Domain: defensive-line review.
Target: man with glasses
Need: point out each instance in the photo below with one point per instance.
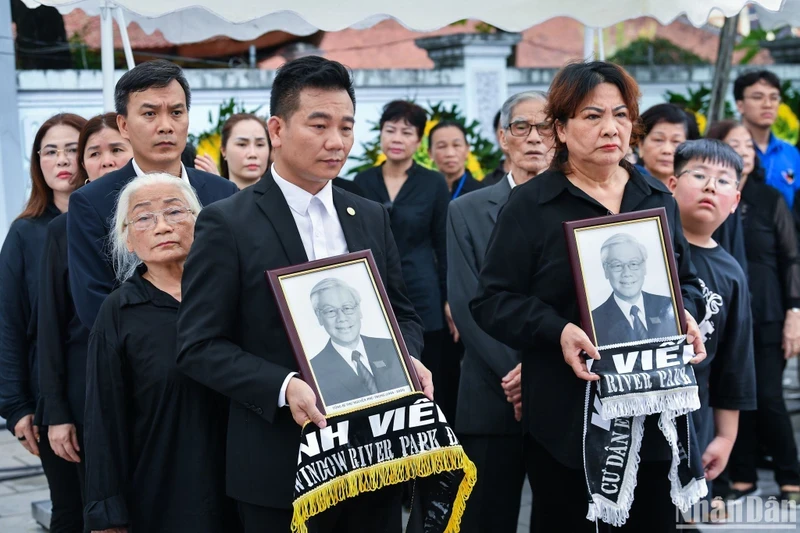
(758, 96)
(489, 401)
(351, 365)
(630, 314)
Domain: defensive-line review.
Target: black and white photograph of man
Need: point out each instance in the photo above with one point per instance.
(631, 313)
(351, 365)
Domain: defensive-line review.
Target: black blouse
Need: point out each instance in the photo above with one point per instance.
(772, 257)
(19, 290)
(62, 338)
(526, 296)
(154, 438)
(418, 216)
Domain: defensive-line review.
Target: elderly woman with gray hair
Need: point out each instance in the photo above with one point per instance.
(154, 438)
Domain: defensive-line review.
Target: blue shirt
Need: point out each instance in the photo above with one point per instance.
(781, 164)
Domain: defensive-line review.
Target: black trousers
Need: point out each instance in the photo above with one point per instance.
(770, 423)
(442, 357)
(66, 481)
(373, 512)
(559, 497)
(494, 503)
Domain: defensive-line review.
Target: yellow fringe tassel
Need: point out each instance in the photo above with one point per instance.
(390, 473)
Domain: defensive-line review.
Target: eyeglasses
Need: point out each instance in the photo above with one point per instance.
(759, 97)
(172, 216)
(331, 312)
(522, 128)
(618, 266)
(52, 153)
(722, 183)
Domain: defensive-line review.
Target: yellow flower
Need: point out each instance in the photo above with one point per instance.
(702, 121)
(474, 166)
(210, 146)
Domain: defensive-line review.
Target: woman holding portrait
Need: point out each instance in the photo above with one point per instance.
(155, 439)
(526, 301)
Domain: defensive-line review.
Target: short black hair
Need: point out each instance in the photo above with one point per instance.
(710, 151)
(151, 74)
(751, 77)
(669, 113)
(309, 72)
(446, 124)
(406, 111)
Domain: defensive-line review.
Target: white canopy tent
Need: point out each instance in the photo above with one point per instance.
(184, 21)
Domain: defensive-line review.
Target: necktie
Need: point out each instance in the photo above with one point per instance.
(639, 331)
(365, 375)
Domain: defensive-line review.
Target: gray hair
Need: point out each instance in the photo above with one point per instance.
(621, 238)
(508, 106)
(125, 262)
(331, 283)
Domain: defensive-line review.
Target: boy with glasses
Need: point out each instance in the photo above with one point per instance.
(705, 185)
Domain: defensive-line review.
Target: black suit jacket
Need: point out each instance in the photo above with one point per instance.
(230, 333)
(339, 383)
(612, 326)
(91, 209)
(482, 408)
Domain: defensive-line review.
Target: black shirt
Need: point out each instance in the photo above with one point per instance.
(19, 290)
(62, 338)
(526, 296)
(730, 235)
(154, 438)
(772, 257)
(726, 377)
(418, 216)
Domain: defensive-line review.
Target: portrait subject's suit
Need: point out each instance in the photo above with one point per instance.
(338, 381)
(485, 420)
(612, 326)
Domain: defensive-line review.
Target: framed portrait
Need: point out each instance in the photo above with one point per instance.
(343, 331)
(625, 277)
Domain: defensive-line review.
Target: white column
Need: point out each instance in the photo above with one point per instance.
(588, 43)
(12, 174)
(107, 55)
(483, 58)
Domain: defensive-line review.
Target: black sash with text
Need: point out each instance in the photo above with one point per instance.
(407, 438)
(636, 380)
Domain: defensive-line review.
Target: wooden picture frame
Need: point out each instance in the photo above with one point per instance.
(621, 238)
(329, 303)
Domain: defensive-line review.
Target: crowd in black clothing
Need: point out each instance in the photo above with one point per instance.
(135, 312)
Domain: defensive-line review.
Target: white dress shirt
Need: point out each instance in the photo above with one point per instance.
(315, 217)
(320, 230)
(347, 355)
(626, 309)
(511, 180)
(140, 172)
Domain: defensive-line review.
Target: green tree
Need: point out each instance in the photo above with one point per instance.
(658, 51)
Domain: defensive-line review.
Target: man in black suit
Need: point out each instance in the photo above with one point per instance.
(490, 374)
(152, 103)
(630, 314)
(230, 333)
(350, 365)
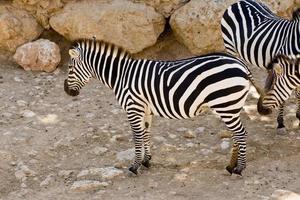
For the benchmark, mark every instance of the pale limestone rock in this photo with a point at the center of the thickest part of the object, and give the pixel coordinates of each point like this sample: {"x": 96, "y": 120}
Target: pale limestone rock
{"x": 164, "y": 7}
{"x": 284, "y": 195}
{"x": 197, "y": 23}
{"x": 126, "y": 155}
{"x": 40, "y": 9}
{"x": 88, "y": 185}
{"x": 130, "y": 25}
{"x": 106, "y": 173}
{"x": 40, "y": 55}
{"x": 189, "y": 134}
{"x": 16, "y": 28}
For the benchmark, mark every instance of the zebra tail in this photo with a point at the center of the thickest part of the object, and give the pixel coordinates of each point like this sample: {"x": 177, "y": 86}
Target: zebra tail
{"x": 261, "y": 110}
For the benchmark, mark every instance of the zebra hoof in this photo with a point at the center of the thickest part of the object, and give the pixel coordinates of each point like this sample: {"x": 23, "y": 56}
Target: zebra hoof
{"x": 133, "y": 169}
{"x": 281, "y": 131}
{"x": 229, "y": 169}
{"x": 238, "y": 170}
{"x": 146, "y": 163}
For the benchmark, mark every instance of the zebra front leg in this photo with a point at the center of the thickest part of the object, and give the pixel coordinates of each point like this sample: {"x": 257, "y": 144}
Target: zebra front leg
{"x": 281, "y": 130}
{"x": 234, "y": 158}
{"x": 146, "y": 140}
{"x": 298, "y": 105}
{"x": 136, "y": 123}
{"x": 238, "y": 157}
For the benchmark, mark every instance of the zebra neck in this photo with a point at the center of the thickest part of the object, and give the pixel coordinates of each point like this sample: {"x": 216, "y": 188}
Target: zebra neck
{"x": 111, "y": 65}
{"x": 292, "y": 41}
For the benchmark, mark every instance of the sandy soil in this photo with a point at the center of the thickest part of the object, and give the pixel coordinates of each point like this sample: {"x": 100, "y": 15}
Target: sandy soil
{"x": 47, "y": 134}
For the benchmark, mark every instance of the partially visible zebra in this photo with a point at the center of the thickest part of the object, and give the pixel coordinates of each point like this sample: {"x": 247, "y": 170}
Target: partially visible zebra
{"x": 170, "y": 89}
{"x": 285, "y": 78}
{"x": 251, "y": 31}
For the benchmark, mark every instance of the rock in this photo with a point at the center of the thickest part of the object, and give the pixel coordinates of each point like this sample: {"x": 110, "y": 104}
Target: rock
{"x": 159, "y": 139}
{"x": 49, "y": 119}
{"x": 284, "y": 195}
{"x": 129, "y": 22}
{"x": 88, "y": 185}
{"x": 66, "y": 173}
{"x": 224, "y": 134}
{"x": 16, "y": 28}
{"x": 182, "y": 129}
{"x": 119, "y": 138}
{"x": 64, "y": 143}
{"x": 23, "y": 171}
{"x": 126, "y": 155}
{"x": 21, "y": 103}
{"x": 40, "y": 55}
{"x": 200, "y": 130}
{"x": 28, "y": 114}
{"x": 189, "y": 134}
{"x": 180, "y": 177}
{"x": 109, "y": 173}
{"x": 164, "y": 7}
{"x": 99, "y": 150}
{"x": 49, "y": 179}
{"x": 106, "y": 173}
{"x": 205, "y": 152}
{"x": 41, "y": 10}
{"x": 197, "y": 23}
{"x": 225, "y": 144}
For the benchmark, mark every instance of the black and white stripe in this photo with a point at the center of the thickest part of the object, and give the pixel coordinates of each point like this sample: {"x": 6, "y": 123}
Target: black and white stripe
{"x": 253, "y": 32}
{"x": 284, "y": 79}
{"x": 170, "y": 89}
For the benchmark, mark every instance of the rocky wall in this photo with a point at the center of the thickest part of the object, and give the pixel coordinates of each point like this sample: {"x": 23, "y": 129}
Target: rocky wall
{"x": 135, "y": 25}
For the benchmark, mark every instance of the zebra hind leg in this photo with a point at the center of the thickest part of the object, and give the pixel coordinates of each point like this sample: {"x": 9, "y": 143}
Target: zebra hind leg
{"x": 281, "y": 130}
{"x": 238, "y": 154}
{"x": 298, "y": 105}
{"x": 138, "y": 132}
{"x": 146, "y": 140}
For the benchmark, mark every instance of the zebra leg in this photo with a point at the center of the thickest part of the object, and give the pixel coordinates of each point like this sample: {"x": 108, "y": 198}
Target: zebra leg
{"x": 298, "y": 105}
{"x": 146, "y": 140}
{"x": 238, "y": 155}
{"x": 136, "y": 123}
{"x": 281, "y": 130}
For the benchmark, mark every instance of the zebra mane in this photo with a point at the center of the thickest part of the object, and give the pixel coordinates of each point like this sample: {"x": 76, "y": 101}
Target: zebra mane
{"x": 77, "y": 43}
{"x": 271, "y": 73}
{"x": 296, "y": 14}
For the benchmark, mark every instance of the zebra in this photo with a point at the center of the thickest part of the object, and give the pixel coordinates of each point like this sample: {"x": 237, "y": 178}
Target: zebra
{"x": 171, "y": 89}
{"x": 254, "y": 33}
{"x": 284, "y": 79}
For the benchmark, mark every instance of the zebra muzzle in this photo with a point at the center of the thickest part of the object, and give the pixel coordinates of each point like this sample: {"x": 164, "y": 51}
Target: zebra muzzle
{"x": 70, "y": 91}
{"x": 261, "y": 109}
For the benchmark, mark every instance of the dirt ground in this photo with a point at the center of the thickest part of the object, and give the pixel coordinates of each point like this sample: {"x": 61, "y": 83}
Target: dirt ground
{"x": 48, "y": 138}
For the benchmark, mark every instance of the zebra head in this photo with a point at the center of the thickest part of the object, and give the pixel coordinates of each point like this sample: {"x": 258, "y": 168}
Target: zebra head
{"x": 284, "y": 77}
{"x": 79, "y": 71}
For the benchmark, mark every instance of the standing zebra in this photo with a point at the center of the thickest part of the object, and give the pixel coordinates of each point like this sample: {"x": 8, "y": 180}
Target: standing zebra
{"x": 170, "y": 89}
{"x": 251, "y": 31}
{"x": 285, "y": 78}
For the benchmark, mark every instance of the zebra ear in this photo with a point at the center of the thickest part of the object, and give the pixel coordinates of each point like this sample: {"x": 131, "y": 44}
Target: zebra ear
{"x": 74, "y": 53}
{"x": 277, "y": 68}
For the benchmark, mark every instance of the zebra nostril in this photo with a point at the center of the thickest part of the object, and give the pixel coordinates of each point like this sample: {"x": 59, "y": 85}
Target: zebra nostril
{"x": 66, "y": 87}
{"x": 70, "y": 91}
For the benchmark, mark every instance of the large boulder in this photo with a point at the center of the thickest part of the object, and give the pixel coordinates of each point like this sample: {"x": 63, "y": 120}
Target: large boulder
{"x": 40, "y": 55}
{"x": 164, "y": 7}
{"x": 284, "y": 195}
{"x": 16, "y": 28}
{"x": 131, "y": 25}
{"x": 40, "y": 9}
{"x": 197, "y": 23}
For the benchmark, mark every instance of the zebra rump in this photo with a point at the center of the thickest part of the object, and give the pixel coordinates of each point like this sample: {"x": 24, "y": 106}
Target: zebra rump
{"x": 170, "y": 89}
{"x": 253, "y": 32}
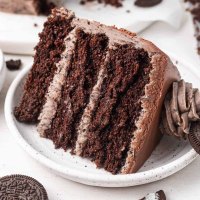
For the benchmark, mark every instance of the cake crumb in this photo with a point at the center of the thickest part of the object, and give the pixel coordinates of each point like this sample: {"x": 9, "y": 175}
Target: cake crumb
{"x": 13, "y": 64}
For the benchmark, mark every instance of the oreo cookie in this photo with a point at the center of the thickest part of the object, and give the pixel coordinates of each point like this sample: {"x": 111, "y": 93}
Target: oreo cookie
{"x": 194, "y": 136}
{"x": 21, "y": 187}
{"x": 159, "y": 195}
{"x": 147, "y": 3}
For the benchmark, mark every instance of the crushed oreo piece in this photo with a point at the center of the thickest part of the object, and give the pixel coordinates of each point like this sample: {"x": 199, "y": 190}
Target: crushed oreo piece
{"x": 13, "y": 64}
{"x": 21, "y": 187}
{"x": 159, "y": 195}
{"x": 147, "y": 3}
{"x": 194, "y": 136}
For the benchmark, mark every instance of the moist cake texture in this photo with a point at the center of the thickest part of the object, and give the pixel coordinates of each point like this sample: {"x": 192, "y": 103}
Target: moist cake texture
{"x": 97, "y": 90}
{"x": 33, "y": 7}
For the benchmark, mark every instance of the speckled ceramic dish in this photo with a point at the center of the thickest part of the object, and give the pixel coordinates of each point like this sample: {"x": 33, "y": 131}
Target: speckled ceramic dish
{"x": 2, "y": 70}
{"x": 169, "y": 157}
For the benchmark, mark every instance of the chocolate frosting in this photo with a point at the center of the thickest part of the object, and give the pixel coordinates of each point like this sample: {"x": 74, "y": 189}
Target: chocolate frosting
{"x": 181, "y": 107}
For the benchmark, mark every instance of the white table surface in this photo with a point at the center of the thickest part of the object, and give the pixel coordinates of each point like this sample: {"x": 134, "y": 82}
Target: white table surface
{"x": 184, "y": 185}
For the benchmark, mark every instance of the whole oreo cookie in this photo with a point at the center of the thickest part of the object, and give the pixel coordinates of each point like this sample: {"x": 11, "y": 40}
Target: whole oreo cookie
{"x": 21, "y": 187}
{"x": 147, "y": 3}
{"x": 194, "y": 136}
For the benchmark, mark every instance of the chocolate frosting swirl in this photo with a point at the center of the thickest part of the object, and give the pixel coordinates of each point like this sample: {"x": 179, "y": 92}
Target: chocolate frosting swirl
{"x": 181, "y": 107}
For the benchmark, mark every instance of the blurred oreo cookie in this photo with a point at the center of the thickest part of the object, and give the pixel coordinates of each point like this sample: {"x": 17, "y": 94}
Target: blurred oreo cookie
{"x": 21, "y": 187}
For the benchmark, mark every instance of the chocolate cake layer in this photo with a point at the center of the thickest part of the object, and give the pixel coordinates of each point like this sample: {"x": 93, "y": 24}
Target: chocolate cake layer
{"x": 74, "y": 97}
{"x": 48, "y": 54}
{"x": 103, "y": 92}
{"x": 33, "y": 7}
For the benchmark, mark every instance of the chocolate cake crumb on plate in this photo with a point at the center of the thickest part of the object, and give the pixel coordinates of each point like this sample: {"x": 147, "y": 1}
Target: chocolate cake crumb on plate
{"x": 21, "y": 187}
{"x": 159, "y": 195}
{"x": 13, "y": 64}
{"x": 147, "y": 3}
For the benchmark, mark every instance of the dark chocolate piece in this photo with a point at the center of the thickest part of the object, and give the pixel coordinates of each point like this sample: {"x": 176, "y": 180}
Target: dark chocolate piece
{"x": 13, "y": 64}
{"x": 21, "y": 187}
{"x": 147, "y": 3}
{"x": 194, "y": 136}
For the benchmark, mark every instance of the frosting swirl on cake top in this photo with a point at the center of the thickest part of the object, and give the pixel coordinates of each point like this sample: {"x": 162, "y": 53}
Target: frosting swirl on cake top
{"x": 181, "y": 107}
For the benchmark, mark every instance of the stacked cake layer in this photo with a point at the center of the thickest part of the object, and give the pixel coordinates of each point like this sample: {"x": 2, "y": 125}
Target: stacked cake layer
{"x": 97, "y": 90}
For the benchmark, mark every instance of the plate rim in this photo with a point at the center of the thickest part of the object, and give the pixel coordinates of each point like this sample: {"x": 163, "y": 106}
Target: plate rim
{"x": 84, "y": 177}
{"x": 2, "y": 69}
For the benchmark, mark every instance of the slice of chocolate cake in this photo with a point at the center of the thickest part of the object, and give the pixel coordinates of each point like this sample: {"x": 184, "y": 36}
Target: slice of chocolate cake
{"x": 33, "y": 7}
{"x": 116, "y": 3}
{"x": 97, "y": 90}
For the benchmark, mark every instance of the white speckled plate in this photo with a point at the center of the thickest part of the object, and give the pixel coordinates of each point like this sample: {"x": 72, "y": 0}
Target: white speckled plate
{"x": 169, "y": 157}
{"x": 2, "y": 70}
{"x": 19, "y": 35}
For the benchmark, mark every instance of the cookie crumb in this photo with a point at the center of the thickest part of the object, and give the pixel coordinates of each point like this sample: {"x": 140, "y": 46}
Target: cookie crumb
{"x": 13, "y": 64}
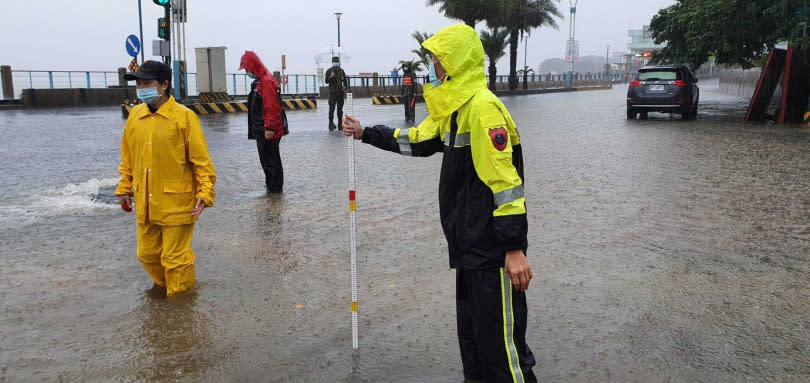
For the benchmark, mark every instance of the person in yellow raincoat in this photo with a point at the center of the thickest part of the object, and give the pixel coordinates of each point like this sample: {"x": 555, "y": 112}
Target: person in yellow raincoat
{"x": 166, "y": 167}
{"x": 481, "y": 203}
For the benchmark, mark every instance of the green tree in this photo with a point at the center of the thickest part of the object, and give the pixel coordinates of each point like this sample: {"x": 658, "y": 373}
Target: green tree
{"x": 416, "y": 65}
{"x": 421, "y": 52}
{"x": 494, "y": 42}
{"x": 736, "y": 32}
{"x": 468, "y": 11}
{"x": 525, "y": 73}
{"x": 521, "y": 17}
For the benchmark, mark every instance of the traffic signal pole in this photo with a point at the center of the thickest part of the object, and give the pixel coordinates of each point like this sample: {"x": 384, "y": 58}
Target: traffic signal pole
{"x": 166, "y": 11}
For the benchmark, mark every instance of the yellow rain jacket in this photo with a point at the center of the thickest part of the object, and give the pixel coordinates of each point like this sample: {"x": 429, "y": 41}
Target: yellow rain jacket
{"x": 481, "y": 200}
{"x": 165, "y": 164}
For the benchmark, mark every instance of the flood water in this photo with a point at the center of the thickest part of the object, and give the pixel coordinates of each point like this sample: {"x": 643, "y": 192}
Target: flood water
{"x": 662, "y": 250}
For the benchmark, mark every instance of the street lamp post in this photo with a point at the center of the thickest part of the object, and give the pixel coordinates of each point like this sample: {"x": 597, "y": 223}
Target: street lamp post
{"x": 338, "y": 14}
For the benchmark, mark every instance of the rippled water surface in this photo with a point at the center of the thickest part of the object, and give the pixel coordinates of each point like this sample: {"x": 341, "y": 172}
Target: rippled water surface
{"x": 663, "y": 251}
—————
● **TASK GOAL**
Beginning at the line that contains "For the benchmark, mark every instance of the traffic", retype each line of the listing up to and including the last one, exactly as it stands, and nothing else.

● **WRITTEN ANSWER**
For the benchmark, mark every instance of the traffic signal pole in this photo with a point at the center of the thickest part of the object, and give the pixel coordinates of each point like this sample: {"x": 384, "y": 58}
Target: traffic signal pole
{"x": 166, "y": 11}
For the benchmark, mark every instance of the yellow rain jacket in this photo with a point at the center of the thickest part of the object, and give the pixel coordinates of each point like this sample: {"x": 429, "y": 41}
Target: yellow rain jacket
{"x": 481, "y": 200}
{"x": 165, "y": 164}
For the benchmark, mark every instance of the flood water in this photo with a point at the center of the thickest part of the object, and give the pixel coordinates of each point like this sample: {"x": 643, "y": 192}
Target: flood water
{"x": 662, "y": 250}
For the benchmark, mark every instance of the street lamp post in this photo with a point at the center of the thickest part of the object, and give the pixel coordinates of each point like this sample: {"x": 597, "y": 223}
Target: street lamp post
{"x": 338, "y": 14}
For the benchmark, mark every instance of the rippled water surface in this photo with a point at the center of the thickest part of the object, and give the pixel coordinates of each point like this sample: {"x": 341, "y": 172}
Target: rippled water surface
{"x": 663, "y": 251}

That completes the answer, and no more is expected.